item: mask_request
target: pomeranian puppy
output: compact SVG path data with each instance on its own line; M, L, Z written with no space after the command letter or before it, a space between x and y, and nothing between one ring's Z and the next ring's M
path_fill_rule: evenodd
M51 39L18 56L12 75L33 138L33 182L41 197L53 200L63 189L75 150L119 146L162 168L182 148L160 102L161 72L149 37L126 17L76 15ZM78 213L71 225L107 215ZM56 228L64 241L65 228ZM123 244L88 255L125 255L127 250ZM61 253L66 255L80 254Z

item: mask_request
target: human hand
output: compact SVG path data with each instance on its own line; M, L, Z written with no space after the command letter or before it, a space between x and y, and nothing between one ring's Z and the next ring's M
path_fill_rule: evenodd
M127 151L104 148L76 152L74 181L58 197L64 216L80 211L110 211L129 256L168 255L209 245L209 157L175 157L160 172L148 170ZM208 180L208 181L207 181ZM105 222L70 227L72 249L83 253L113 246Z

○ ○ ○ ○ ○

| Brief |
Copy both records above line for line, keeping every character unchanged.

| Problem solution |
item: mask_request
target: pomeranian puppy
output: compact SVG path data with each instance on its own line; M, L, Z written with no space after the command letter or before it, a space between x and y, and nothing between one ring's Z and the next ring's M
path_fill_rule: evenodd
M51 39L18 56L12 75L33 138L33 182L41 197L53 200L63 189L75 150L119 146L162 168L182 148L160 102L161 72L149 37L126 17L76 15ZM78 213L71 225L107 215ZM56 228L64 241L65 228ZM123 244L88 255L125 255L127 250ZM61 253L66 255L80 254Z

item: mask_request
target: human hand
output: compact SVG path data with each instance on its own line; M, L, Z written with no space after the command letter or before it, a space between x and y, and nothing between one ring's Z and the next ring's M
path_fill_rule: evenodd
M127 151L104 148L76 152L74 181L58 197L64 216L80 211L110 211L129 256L168 255L209 245L209 157L175 157L160 172L148 170ZM208 180L208 181L207 181ZM105 222L70 227L72 249L83 253L113 246Z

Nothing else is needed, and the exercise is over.